**Extract**
For weeks, Mayor Eric Adams has had one argument against a bill to ban the use of solitary confinement at the City Council.


What You Need To Know

  • For weeks, Mayor Eric Adams has said solitary confinement does not exist on Rikers Island

  • So what does exist, and how does the Department of Correction isolate or punish violent detainees?

  • NY1 looked at the restrictive housing policies of the Department of Correction

“We don’t have solitary confinement,” he had said repeatedly.

Meanwhile, those on Rikers Island said something else.

Virgil Carter called into the Board of Correction, the city’s jails oversight board, in July saying: “I am currently housed in west facility CDU. My purpose for this phone call is because that Miller that runs CDU and NIC is using NIC and CDU West Facility as solitary confinement. I am told day by day that I am in CDU because of security purposes and I am being housed here for solitary confinement purposes. I have no ticket. I have not done anything wrong and I would like for this to be addressed.”

That was just one detainee confirming a claim repeated by advocates and lawyers for detainees.

“Personally, I have gone there and seen it myself,” said Jennifer Parish of the Urban Justice Center. “There are units in North Infirmary Command or NIC and West Facility. There are units where people are locked down 23 or 24 hours a day.”

They argue the housing the department uses on Rikers to restrict dangerous detainees may not isolate people for 23 hours a day, but lockdowns and restrictions make these units close to the isolation of solitary confinement.

“There [are] rats,” said Christopher Boyle of the New York County Defender Services. “There [are] mice droppings. There are insects all around. They are screaming for attention from the officers, who are basically ignoring them.”

NY1 looked at what the department does have.

The department’s most restrictive housing operates out of the women’s jail on the island.

Detainees are supposed to get seven hours out of their cells every day versus traditional solitary confinement, where people are locked up for 23 hours.

**Extracted records**
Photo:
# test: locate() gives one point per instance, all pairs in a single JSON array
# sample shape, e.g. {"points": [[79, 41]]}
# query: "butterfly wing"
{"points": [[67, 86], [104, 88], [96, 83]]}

**Task requirements**
1. Quote the Rikers Island article from "Detainees are supposed" to "for 23 hours.".
2. Summarize the Rikers Island article in two sentences.
3. Continue the article on solitary confinement at Rikers Island from the point where it ends.

**Answers to the problems**
1.
Detainees are supposed to get seven hours out of their cells every day versus traditional solitary confinement, where people are locked up for 23 hours.

2. Mayor Eric Adams has repeatedly argued against a City Council bill banning solitary confinement by saying that solitary confinement does not exist on Rikers Island. A detainee, advocates and lawyers contend that lockdowns and restrictions in units at North Infirmary Command and West Facility bring them close to solitary confinement, while detainees in the department's most restrictive housing are supposed to get seven hours out of their cells every day.

3.
But a report from the federal monitor in October found: “The units have not maintained the requisite staffing levels, which has led to the inability to operate the program as designed, particularly the required 7-hour lockout and programming component... This failure to properly implement the program has led to such high levels of violence and fear among people in custody that many choose to remain in their cells throughout the day, resulting in an environment that, in practice, is not substantially different from punitive segregation.”

Detainees in the most strict part of this housing must also be restrained to desks during programming.

Advocates argue other units on Rikers are reminiscent of solitary.

For instance, there is another unit at a building known as North Infirmary Command, known as involuntary protective custody.

Detainees there get 14 hours out of their cells, but they are in individual day rooms. They do not gather in large rooms together.  

If the City Council moves forward with its veto override, much of how the Department of Correction operates restrictive housing will have to change.

For instance, all detainees will have to get 14 hours out of their cells.

The legislation also states detainees in restrictive housing must get programming in congregate settings free of “physical barriers separating such people.”